To meet the need for a piezoelectric six-axis force sensor active design based on its static characteristics, this work researches the active design method of the piezoelectric six-axis force sensor's static characteristics based on preliminary studies. Piezoelectric quartz is selected for the force sensing elements. The operating principle of the six-axis force sensor is analyzed, and an eight-point support structure based on a double quartz crystal chip group is proposed. Furthermore, a static analytical/mathematical model is built, a numerical finite element model of the piezoelectric six-axis force sensor is set up, and the active design theory of this type of sensor is established. The correctness of the active design theory is verified by the calibration results from the piezoelectric six-axis force sensor experimental prototype, and the conclusions of the study reveal the main factors that affect the six-axis force sensor's static characteristics.

2. Measurement Principle and Structure Model

According to the structural characteristics of the piezoelectric element inside the piezoelectric force sensor, the force sensor can be divided into two types, including the integral structure and disaggregated structure. The integral structure piezoelectric force sensor consists of an internal piezoelectric element in the form of a complete wafer or annular plates. The disaggregated structure of the piezoelectric force sensor includes a number of piezoelectric elements, which are evenly arranged according to specific rules. The integral structure can reduce the cross-sectional area of the sensor, but its number of measurement dimensions cannot exceed four, which is not suitable for large-size structures. Therefore, it is difficult to miniaturize this sensor using MEMS technology. Therefore, a piezoelectric element multi-point support structure should be used if the piezoelectric elements are expected to achieve multi-axis force measurements of more than four dimensions.

2.1. Measurement Principle

The experimental prototype of the piezoelectric six-axis force sensor is shown in Figure 1a. Piezoelectric quartz is chosen for the sensing element and the conversion element of this six-axis force sensor. Assuming that the measured forces/torques are f_x, f_y, f_z, m_x, m_y and m_z, the piezoelectric quartz crystal chip groups response outputs are F_X, F_Y, F_Z, M_X, M_Y and M_Z. The piezoelectric six-axis force sensor is composed of upper cover (1), electrode (2), shell (3), inner cylinder (4), piezoelectric quartz crystal chip group (5) and lower cover (6). The quartz crystal chip groups are clamped between the upper cover and lower cover and are symmetrically distributed on the upper surface of the quartz crystal chip group's mounting boss. To improve the impedance characteristics and anti-jamming performance of the piezoelectric six-axis force sensor (as mentioned in reference [1]), the piezoelectric quartz crystal chip groups are designed for a double-layer structure.

Input records:
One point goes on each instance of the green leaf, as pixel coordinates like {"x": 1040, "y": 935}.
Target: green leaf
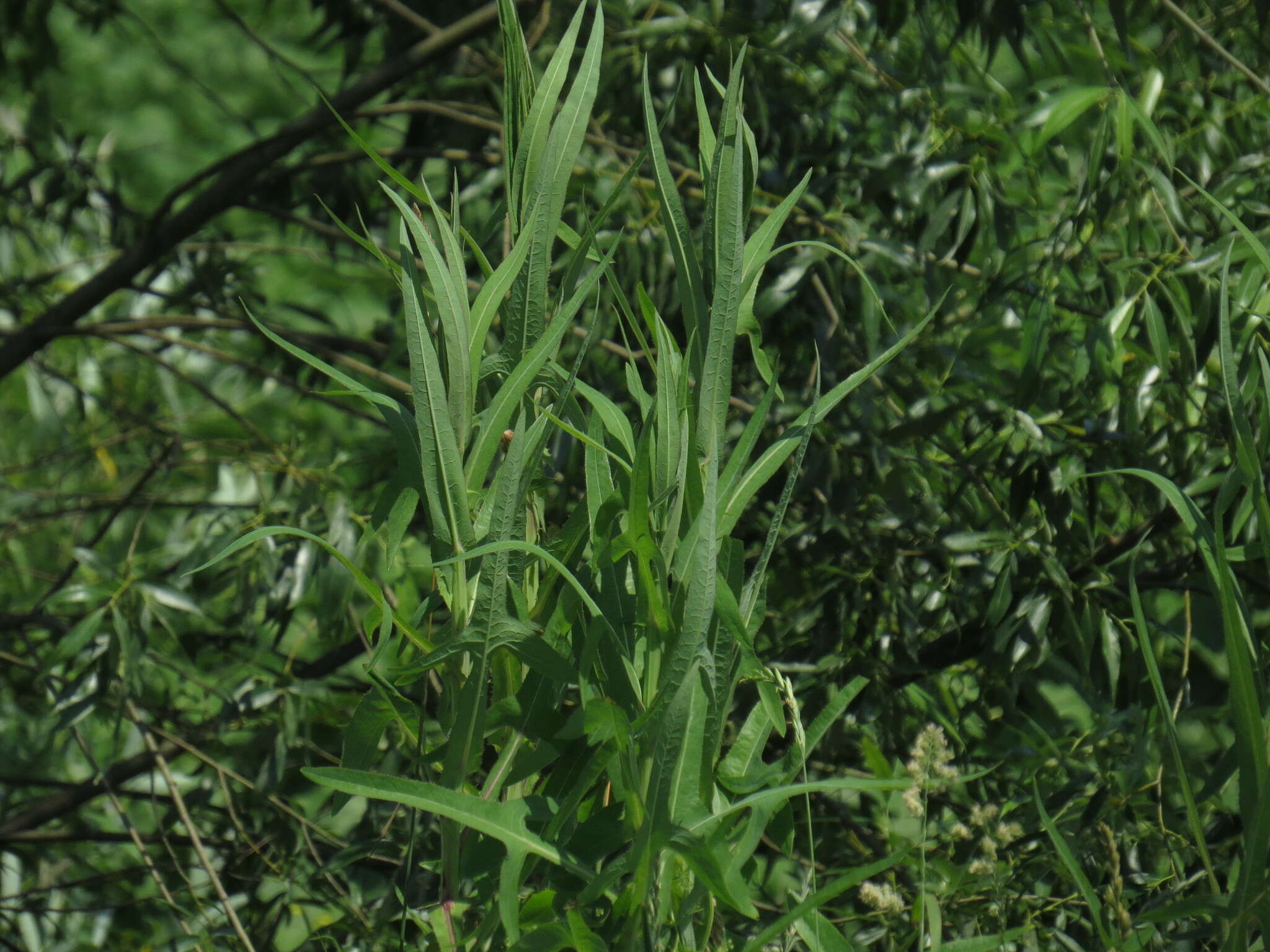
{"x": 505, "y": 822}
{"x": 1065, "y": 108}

* * *

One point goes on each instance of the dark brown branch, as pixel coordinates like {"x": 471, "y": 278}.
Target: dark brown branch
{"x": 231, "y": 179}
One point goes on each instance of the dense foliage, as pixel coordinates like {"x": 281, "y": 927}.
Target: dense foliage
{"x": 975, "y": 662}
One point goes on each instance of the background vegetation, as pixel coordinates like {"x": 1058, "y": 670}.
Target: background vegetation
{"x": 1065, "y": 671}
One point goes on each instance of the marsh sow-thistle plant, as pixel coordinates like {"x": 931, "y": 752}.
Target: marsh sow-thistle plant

--

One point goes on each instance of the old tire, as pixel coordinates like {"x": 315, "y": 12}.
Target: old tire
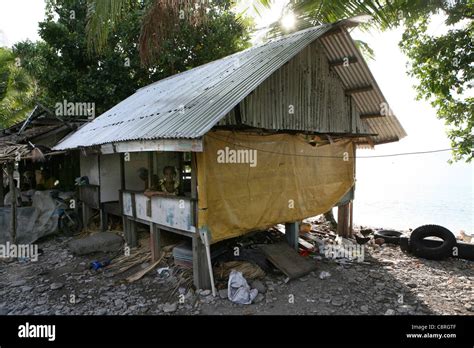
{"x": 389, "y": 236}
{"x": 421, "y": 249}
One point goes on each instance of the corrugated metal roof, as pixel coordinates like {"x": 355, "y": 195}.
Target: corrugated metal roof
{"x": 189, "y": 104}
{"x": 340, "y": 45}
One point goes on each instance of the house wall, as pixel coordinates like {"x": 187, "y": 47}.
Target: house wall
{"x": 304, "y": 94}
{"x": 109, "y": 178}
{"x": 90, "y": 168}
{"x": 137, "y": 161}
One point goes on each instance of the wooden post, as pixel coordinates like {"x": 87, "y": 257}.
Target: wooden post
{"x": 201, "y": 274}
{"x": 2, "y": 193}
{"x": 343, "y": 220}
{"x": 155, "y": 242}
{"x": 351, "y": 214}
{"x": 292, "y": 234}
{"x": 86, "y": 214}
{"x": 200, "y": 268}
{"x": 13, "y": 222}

Tasks:
1. List the components that make up the piezoelectric six-axis force sensor, as named in the text on the force sensor.
2. List every line of the rows that contains the string "post", treating uppercase and lowercase as different.
The sensor text and the rows are unrelated material.

Full solutions:
1.
- upper cover
- electrode
- shell
- inner cylinder
- piezoelectric quartz crystal chip group
- lower cover

2.
One point goes on each instance of the wooden post, as pixel coordinates like {"x": 87, "y": 257}.
Target: wooden post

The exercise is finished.